• What the exercise asks:
Reproduce word for word the lines of the listing below, starting at the line that contains "Kindly put a point on every instance of the car wheel" and ending at the final line of the listing.

• Task inputs:
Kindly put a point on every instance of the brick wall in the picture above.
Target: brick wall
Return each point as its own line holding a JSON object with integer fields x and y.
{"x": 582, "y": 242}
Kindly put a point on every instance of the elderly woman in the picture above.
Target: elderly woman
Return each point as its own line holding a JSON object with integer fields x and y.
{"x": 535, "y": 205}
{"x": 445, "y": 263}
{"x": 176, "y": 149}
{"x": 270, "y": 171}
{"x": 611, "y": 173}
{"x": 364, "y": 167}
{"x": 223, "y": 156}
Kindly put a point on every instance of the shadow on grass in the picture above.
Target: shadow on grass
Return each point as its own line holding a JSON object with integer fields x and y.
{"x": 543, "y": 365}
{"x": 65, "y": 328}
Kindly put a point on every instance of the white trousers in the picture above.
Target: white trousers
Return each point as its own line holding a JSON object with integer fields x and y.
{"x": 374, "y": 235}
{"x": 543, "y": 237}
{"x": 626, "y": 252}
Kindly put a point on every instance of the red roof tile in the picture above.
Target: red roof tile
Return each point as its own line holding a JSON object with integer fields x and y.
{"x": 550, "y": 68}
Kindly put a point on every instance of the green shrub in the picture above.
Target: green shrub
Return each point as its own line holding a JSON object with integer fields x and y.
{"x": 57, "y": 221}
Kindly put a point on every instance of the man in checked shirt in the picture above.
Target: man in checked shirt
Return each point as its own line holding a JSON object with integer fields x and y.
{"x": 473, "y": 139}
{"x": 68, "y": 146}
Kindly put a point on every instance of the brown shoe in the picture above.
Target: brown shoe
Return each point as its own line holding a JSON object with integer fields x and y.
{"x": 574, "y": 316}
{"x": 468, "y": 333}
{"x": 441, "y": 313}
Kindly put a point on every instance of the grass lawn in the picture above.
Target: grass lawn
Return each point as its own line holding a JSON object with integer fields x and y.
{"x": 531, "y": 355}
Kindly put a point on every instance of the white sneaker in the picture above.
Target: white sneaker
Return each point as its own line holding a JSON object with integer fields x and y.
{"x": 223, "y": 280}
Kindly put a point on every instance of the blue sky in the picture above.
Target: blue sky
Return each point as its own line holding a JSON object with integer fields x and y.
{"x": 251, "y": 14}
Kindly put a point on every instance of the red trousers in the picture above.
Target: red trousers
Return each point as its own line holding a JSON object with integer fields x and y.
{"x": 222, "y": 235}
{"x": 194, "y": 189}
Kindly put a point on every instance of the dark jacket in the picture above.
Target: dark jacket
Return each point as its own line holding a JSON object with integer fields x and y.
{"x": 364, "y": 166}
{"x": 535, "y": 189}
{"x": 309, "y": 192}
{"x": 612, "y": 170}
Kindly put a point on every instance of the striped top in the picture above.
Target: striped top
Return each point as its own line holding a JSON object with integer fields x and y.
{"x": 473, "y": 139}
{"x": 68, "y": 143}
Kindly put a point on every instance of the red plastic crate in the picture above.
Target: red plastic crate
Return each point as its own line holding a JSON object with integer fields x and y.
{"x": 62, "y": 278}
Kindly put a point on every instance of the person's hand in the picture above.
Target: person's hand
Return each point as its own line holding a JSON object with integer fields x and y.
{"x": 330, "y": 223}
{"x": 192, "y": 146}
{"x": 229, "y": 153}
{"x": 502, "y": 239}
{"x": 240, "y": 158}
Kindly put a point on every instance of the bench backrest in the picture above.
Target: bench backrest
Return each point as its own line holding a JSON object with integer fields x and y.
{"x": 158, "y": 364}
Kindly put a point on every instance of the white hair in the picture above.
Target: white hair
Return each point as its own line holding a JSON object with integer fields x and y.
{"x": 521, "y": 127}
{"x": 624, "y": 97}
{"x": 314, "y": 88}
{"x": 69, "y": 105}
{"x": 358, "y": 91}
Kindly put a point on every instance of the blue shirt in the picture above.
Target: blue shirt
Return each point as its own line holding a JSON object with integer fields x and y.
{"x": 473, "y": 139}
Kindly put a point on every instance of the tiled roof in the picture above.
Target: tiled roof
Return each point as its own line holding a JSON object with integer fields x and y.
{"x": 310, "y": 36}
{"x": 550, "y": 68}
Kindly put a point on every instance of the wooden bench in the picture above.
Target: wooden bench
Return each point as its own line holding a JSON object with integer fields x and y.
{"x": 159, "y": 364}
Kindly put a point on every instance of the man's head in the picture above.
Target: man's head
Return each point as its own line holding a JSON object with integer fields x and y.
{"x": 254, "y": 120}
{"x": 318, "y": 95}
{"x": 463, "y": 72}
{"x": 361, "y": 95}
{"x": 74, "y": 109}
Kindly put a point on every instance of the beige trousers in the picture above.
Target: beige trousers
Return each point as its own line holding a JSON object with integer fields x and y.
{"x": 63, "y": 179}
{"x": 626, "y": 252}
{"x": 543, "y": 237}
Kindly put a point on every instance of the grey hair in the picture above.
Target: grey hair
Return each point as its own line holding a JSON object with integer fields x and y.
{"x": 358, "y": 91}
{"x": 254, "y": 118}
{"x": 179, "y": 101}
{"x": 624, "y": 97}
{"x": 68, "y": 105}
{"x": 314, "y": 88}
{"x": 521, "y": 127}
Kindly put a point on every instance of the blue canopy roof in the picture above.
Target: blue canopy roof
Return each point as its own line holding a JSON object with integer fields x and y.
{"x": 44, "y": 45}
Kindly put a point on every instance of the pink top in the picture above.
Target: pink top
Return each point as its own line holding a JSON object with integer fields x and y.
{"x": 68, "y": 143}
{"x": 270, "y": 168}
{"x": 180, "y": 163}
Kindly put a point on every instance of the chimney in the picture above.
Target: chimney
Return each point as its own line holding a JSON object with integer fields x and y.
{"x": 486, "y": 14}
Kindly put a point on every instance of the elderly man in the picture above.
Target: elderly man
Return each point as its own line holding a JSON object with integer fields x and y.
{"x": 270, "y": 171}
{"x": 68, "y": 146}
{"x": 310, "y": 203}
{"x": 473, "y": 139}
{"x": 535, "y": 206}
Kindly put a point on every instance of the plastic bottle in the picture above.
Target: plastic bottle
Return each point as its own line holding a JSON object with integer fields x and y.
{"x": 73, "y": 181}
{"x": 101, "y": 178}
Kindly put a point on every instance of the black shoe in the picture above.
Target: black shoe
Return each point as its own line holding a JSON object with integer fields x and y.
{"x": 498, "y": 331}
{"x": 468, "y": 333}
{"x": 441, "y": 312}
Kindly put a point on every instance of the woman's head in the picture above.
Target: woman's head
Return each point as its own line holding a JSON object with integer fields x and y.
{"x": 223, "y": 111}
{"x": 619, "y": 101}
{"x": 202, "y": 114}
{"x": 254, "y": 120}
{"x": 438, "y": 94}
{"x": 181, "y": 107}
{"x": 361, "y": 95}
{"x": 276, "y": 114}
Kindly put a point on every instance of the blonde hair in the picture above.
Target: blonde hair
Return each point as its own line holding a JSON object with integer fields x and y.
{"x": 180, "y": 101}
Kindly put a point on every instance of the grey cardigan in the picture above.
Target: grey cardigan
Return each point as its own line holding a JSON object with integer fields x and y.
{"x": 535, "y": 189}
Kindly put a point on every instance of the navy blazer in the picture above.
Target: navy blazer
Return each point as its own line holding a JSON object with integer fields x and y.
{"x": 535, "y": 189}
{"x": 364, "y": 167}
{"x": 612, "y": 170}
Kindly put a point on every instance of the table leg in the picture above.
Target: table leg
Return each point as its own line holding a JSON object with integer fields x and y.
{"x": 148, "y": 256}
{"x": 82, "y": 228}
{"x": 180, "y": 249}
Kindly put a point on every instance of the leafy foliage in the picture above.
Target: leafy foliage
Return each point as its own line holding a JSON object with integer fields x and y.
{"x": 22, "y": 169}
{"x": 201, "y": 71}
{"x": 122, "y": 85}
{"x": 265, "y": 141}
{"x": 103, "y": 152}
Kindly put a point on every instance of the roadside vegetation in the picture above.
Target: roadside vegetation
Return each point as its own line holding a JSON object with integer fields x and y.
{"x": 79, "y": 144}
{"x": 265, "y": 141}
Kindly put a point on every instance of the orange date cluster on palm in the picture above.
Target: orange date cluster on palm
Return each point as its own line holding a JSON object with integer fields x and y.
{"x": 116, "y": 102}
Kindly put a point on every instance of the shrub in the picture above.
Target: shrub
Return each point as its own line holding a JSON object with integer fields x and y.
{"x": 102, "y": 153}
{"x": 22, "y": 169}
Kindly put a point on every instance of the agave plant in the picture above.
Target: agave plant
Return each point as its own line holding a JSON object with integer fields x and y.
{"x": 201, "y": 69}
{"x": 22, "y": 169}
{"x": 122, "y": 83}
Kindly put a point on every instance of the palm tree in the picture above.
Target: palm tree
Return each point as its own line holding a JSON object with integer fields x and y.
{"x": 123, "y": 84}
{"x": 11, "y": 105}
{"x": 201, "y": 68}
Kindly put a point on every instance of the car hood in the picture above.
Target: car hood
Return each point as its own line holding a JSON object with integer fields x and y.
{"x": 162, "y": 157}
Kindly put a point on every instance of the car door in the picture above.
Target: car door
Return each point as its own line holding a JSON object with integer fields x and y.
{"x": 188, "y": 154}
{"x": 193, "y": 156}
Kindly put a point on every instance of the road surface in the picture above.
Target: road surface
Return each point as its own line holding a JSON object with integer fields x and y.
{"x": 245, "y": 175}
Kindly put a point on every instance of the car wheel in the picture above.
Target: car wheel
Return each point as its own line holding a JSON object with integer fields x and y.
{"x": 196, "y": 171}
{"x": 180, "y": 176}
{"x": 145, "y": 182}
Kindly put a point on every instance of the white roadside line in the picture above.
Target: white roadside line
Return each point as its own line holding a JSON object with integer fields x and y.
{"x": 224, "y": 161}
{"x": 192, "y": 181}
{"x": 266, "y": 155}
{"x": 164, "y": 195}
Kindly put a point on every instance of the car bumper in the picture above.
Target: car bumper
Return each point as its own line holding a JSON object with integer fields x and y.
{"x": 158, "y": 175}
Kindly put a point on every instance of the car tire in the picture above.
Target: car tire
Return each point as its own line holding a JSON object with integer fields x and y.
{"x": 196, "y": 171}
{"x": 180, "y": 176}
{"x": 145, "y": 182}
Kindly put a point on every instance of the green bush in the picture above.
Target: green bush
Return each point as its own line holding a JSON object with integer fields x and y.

• Full response:
Kindly put a point on every instance of the car wheel in the picture above.
Target: car wheel
Return each point as its own line holding a JSON object with integer fields x and y.
{"x": 196, "y": 171}
{"x": 180, "y": 176}
{"x": 145, "y": 182}
Kindly put a point on every instance of the white roadside line in the picture above.
Target: white roadside line
Return each point as its own line holding a JSON object with integer fields x and y.
{"x": 224, "y": 161}
{"x": 192, "y": 181}
{"x": 266, "y": 155}
{"x": 164, "y": 195}
Kindly put a point on every instance of the car bumper in the picture above.
Target: car bumper
Return each point as its own line holding a JSON object with integer fields x and y.
{"x": 158, "y": 175}
Kindly put a point on every instance of the car tire in the picture above.
Target: car tire
Return each point as its own line holding a JSON object with integer fields x and y.
{"x": 196, "y": 171}
{"x": 180, "y": 176}
{"x": 145, "y": 182}
Kindly put a point on every instance of the green bush in the picture above.
Target: green bush
Return each point as its own line holding a JSON object with integer fields x and y.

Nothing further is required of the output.